Written task: Convert the entries below, from the line containing "Task: indicate one point on every instance of the black pants" through the final line, into a JSON list of strings with one string per line and no blank lines.

Raw data:
================
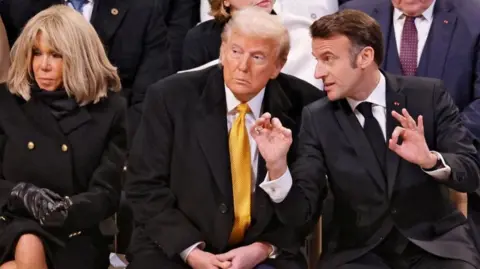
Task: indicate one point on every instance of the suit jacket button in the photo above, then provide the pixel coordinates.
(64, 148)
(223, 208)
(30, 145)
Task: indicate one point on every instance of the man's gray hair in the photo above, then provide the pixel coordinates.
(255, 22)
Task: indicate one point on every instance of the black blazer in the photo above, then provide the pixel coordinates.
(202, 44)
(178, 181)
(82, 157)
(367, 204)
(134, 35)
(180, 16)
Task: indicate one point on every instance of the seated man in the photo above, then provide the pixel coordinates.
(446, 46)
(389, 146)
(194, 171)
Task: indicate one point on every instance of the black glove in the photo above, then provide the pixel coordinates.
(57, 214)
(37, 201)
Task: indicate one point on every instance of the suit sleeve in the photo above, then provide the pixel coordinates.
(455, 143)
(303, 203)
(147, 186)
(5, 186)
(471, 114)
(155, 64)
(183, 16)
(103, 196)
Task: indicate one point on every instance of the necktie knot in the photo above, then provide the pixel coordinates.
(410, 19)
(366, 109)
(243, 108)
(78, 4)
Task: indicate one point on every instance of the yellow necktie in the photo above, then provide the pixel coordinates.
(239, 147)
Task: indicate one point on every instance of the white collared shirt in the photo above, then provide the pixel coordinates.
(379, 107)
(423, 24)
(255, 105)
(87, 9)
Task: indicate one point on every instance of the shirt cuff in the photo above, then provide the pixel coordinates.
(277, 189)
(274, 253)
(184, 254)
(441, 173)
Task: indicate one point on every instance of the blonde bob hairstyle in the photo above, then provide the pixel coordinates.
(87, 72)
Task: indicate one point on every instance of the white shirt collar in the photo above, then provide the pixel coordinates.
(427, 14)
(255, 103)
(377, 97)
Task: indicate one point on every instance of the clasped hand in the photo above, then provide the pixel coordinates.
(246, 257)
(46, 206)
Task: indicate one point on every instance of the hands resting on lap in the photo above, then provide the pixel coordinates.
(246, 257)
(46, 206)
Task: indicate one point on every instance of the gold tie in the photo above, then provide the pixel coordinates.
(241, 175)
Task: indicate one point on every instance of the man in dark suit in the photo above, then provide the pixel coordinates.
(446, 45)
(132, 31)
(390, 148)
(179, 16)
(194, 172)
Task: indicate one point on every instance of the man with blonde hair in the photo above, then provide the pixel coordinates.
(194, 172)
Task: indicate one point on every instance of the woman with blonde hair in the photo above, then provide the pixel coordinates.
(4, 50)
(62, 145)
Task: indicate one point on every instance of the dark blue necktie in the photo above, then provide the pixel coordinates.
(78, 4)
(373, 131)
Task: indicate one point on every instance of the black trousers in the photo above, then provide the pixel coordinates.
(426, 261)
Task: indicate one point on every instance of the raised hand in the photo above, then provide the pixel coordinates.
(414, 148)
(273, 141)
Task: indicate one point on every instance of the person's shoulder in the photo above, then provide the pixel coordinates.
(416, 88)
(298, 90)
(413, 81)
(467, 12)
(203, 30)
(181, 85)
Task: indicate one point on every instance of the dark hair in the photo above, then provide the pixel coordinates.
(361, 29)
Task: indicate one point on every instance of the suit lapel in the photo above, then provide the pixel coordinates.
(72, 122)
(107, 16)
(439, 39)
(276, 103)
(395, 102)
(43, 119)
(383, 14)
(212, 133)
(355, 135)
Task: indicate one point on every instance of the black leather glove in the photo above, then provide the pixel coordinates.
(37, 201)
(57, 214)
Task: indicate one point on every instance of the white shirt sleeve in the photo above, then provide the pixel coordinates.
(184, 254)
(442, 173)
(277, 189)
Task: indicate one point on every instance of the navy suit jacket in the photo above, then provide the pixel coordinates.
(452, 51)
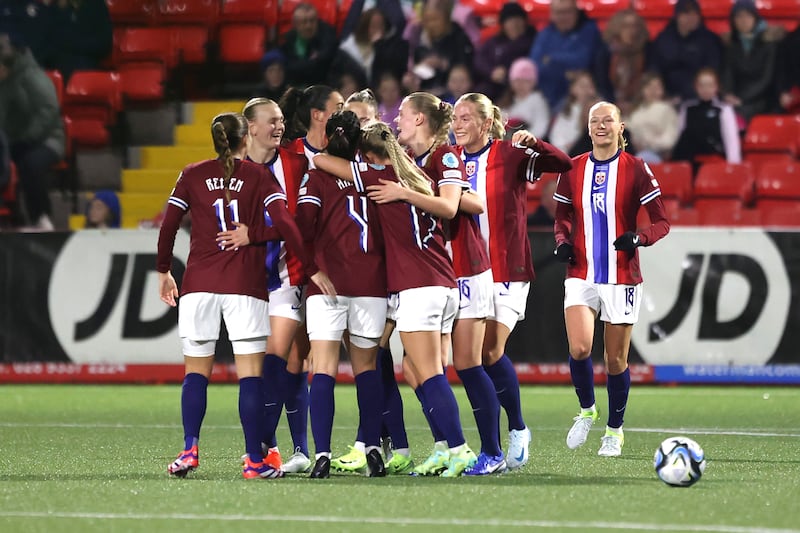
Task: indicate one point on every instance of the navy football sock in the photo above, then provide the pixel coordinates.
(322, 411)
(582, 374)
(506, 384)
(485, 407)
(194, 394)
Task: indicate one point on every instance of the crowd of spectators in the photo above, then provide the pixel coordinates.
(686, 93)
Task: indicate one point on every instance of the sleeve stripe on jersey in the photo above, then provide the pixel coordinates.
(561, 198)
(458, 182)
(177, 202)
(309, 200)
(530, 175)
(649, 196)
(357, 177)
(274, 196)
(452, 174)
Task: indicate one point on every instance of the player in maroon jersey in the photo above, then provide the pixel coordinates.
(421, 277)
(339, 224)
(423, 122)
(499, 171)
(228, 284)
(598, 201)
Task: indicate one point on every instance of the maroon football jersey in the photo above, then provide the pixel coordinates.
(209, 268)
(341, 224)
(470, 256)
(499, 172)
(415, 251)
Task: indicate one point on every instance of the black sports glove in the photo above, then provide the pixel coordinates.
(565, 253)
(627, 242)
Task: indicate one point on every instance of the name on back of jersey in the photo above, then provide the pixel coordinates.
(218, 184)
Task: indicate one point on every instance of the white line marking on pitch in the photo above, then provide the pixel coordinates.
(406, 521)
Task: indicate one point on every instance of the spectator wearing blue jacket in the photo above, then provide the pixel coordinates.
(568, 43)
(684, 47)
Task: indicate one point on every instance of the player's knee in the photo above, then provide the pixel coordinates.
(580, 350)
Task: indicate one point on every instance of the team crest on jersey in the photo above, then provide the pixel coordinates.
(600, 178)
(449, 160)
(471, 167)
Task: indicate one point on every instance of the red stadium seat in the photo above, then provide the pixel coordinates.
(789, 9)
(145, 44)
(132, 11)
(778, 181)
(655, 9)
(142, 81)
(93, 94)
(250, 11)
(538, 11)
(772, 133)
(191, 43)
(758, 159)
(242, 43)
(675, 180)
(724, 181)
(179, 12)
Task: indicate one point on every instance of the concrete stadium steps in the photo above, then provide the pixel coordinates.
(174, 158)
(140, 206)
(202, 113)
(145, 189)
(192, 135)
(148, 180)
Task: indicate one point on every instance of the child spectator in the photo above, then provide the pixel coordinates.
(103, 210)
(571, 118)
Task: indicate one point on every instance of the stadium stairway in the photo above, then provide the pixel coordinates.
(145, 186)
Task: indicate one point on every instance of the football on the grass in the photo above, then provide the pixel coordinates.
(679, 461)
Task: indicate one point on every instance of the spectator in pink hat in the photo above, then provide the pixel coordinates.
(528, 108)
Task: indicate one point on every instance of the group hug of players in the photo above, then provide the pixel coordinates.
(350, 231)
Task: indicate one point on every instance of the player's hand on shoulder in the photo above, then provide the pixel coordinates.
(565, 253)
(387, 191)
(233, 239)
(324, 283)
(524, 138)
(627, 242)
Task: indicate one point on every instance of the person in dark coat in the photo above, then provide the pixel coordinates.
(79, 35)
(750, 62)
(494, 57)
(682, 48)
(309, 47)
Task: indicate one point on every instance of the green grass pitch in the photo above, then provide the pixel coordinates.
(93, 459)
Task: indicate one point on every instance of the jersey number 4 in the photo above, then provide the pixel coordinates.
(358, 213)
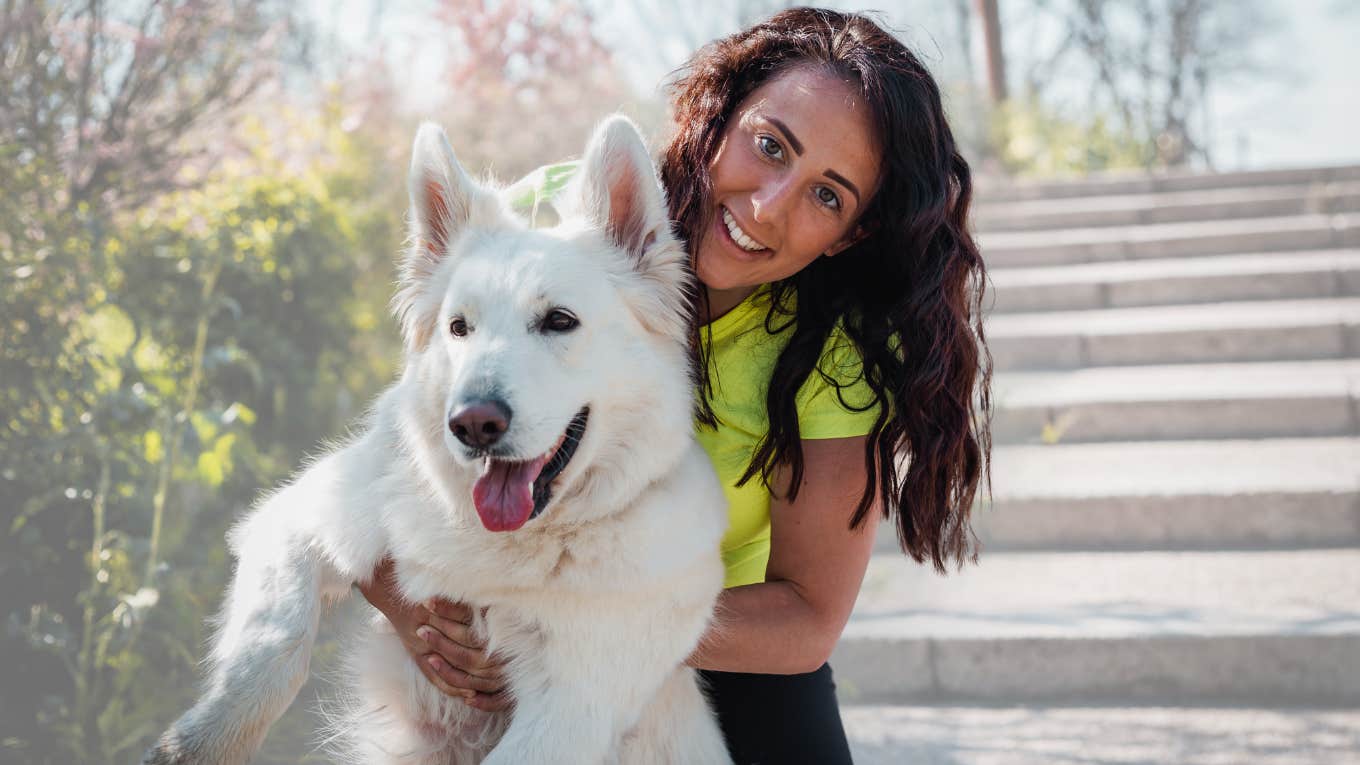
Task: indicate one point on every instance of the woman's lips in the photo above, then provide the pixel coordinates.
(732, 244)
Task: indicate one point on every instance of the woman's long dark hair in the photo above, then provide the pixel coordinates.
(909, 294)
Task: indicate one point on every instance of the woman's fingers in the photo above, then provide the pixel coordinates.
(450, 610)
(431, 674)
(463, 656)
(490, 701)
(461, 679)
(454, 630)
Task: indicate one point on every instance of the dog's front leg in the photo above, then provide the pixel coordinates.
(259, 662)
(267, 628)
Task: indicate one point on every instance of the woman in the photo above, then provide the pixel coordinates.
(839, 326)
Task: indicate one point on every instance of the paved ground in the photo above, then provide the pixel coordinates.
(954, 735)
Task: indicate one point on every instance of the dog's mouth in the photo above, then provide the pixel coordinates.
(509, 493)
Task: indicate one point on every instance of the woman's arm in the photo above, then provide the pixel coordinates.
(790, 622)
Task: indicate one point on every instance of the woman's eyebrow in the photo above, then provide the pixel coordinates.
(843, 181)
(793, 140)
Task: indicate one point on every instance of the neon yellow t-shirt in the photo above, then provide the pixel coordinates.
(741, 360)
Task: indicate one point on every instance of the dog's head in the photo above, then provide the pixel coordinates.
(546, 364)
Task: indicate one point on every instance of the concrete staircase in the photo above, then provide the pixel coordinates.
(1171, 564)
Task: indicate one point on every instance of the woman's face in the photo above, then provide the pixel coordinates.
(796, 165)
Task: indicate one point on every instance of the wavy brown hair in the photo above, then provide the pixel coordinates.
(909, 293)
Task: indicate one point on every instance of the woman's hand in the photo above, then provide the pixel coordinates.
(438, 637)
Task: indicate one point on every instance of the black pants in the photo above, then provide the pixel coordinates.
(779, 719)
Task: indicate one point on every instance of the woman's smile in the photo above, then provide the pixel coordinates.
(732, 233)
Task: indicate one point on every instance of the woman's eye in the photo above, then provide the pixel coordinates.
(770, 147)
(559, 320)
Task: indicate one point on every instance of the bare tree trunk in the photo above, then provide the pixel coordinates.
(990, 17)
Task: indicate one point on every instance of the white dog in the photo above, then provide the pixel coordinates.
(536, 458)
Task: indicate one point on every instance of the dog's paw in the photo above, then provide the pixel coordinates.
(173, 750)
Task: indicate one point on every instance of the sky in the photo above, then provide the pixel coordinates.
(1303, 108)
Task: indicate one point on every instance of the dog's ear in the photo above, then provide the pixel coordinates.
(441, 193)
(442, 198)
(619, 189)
================
Final result:
[
  "Task: indicate one point on every instance of the black pants in the photo above, then provide the pixel coordinates.",
  "(779, 719)",
  "Task: indicate one point on every instance of the woman's smile in the photo above, then provide the pixel coordinates.",
  "(732, 233)",
  "Task: indicate one point on every instance of the woman's eye in the photo above, then provide the pixel coordinates.",
  "(770, 147)",
  "(559, 320)",
  "Task: indicate one point on every instance of the bare tree trunk in the photo above, then provide the pixel coordinates.",
  "(990, 17)",
  "Task: indicate one point on every instance of the white dog in the photo above, then provide the pixel coordinates.",
  "(536, 458)",
  "Task: indicate one point on every instance of the dog's paw in the photo above, then provide the pixel coordinates.",
  "(173, 750)",
  "Task: indicate one point on every instance of the sky in the photo above, then provide the pixel coordinates.",
  "(1303, 108)",
  "Task: indicate one point on every instance of the dog's ear in the photo above, then provide the pixel coordinates.",
  "(441, 193)",
  "(442, 198)",
  "(619, 189)"
]